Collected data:
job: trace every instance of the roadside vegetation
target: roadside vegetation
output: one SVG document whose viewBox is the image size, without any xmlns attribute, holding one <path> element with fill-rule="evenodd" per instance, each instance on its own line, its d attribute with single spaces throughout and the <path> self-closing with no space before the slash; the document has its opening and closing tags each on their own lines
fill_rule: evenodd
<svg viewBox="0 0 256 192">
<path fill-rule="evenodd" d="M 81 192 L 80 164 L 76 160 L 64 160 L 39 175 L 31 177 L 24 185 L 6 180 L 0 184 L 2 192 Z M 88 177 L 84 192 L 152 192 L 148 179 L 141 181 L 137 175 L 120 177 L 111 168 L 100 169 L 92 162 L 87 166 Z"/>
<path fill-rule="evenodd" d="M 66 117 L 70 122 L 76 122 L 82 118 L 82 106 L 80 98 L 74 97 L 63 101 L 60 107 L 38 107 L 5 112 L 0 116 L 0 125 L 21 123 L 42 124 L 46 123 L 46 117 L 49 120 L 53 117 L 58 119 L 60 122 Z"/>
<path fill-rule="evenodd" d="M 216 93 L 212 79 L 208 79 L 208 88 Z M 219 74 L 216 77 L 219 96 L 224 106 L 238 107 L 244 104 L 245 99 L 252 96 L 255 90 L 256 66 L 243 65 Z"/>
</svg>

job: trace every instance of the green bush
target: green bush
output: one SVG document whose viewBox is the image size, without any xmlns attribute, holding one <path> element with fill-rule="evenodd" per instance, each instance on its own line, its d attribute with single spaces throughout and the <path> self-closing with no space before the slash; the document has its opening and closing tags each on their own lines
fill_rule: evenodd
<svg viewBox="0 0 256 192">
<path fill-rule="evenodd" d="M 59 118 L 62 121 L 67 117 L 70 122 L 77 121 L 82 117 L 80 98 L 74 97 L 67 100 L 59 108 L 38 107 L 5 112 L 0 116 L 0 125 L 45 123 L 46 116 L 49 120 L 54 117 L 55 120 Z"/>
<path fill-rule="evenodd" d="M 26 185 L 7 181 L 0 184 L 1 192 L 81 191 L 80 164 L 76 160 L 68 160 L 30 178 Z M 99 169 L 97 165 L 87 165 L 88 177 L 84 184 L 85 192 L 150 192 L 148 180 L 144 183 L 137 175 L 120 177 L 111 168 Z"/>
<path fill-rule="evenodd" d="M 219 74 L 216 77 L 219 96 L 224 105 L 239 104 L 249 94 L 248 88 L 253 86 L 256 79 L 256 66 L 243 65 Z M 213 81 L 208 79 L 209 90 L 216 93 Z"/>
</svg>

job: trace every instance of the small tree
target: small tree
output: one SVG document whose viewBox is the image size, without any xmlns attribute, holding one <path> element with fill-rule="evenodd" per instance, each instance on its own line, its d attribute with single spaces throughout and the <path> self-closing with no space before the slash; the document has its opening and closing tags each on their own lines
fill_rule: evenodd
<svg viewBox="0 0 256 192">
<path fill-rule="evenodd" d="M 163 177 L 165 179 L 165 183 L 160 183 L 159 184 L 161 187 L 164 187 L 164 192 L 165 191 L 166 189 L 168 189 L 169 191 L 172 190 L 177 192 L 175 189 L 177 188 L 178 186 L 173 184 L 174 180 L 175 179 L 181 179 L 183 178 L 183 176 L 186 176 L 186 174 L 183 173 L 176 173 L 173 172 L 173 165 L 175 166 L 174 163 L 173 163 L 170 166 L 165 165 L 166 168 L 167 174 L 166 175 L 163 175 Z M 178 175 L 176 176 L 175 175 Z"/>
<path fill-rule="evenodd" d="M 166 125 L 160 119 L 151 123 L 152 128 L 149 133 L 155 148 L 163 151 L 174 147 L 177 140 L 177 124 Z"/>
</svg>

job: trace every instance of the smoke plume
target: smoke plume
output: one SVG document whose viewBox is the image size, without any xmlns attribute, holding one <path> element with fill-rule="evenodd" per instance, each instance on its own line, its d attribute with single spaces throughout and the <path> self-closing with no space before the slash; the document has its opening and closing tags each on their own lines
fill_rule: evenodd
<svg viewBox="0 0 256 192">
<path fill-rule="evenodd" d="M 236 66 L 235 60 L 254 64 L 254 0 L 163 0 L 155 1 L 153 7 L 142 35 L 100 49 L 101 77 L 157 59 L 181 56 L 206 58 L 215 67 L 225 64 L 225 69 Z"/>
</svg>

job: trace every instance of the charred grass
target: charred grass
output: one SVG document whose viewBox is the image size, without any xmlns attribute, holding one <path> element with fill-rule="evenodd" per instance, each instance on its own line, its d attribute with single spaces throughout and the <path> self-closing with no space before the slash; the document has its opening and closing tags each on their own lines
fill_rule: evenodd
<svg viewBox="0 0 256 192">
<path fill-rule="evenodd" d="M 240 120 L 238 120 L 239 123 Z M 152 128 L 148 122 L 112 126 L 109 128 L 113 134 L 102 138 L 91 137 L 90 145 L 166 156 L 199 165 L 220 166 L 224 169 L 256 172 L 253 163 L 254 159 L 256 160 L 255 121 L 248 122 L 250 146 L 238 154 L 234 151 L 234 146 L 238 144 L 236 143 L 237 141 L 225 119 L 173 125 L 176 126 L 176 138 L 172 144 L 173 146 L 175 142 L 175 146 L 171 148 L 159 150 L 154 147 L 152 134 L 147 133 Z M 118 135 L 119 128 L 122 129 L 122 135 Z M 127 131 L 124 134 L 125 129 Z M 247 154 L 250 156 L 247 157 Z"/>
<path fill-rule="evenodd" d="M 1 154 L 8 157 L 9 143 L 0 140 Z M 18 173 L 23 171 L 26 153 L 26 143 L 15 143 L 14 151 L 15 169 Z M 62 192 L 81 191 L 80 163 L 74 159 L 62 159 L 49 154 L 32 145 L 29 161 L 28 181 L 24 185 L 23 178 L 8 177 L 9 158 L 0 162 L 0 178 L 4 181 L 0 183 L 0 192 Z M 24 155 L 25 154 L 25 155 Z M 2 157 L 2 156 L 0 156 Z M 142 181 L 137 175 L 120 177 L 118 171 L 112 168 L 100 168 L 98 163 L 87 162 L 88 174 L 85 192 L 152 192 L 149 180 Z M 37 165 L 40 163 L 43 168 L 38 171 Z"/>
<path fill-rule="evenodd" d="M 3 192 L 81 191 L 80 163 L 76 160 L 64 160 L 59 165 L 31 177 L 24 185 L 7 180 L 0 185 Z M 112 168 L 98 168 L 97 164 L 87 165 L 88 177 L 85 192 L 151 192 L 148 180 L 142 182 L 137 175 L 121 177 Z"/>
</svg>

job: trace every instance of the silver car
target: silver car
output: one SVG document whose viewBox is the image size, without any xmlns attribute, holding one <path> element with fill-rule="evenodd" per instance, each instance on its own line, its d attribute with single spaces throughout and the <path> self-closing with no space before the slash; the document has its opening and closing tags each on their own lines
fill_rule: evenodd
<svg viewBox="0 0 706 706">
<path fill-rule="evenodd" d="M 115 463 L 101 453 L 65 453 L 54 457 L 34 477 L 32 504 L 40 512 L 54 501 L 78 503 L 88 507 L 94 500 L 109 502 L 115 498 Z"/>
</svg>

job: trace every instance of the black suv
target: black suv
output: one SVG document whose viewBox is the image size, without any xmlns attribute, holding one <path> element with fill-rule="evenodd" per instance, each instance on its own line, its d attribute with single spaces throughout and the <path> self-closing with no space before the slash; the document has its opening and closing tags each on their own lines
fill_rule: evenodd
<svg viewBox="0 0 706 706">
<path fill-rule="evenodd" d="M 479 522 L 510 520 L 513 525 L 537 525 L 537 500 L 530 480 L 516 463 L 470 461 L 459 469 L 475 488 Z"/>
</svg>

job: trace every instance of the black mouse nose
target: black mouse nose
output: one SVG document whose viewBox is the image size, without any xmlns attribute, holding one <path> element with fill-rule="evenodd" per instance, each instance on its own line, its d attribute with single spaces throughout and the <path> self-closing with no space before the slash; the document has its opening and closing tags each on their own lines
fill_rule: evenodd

EXERCISE DETAILS:
Offset the SVG answers by adding 121 to every number in them, viewBox values and path coordinates alike, and write the listing out again with its requests unchanged. Begin at the line that contains "job: trace every instance of the charred" and stop after the line that contains "240 120 L 238".

THE RESPONSE:
job: trace every instance of the charred grass
target: charred grass
output: one SVG document whose viewBox is the image size, without any xmlns attribute, holding one <path> element with fill-rule="evenodd" per instance, each instance on its own line, its d attribute with single spaces throughout and the <path> self-closing with no space before the slash; the document has its opening and closing tags each on their own lines
fill_rule: evenodd
<svg viewBox="121 121 377 313">
<path fill-rule="evenodd" d="M 361 241 L 359 241 L 360 244 Z M 273 249 L 269 243 L 233 247 L 230 249 L 234 255 L 223 259 L 212 258 L 211 266 L 287 277 L 320 286 L 341 287 L 345 290 L 377 293 L 374 284 L 375 280 L 377 281 L 376 242 L 369 243 L 371 267 L 359 275 L 355 272 L 355 267 L 359 265 L 357 264 L 358 262 L 346 240 L 294 246 L 297 247 L 297 259 L 293 265 L 294 267 L 296 263 L 296 267 L 292 269 L 280 271 L 275 268 L 273 255 L 268 254 Z M 239 256 L 240 249 L 243 250 L 243 256 Z M 248 252 L 245 255 L 246 250 Z M 368 275 L 371 277 L 368 278 Z"/>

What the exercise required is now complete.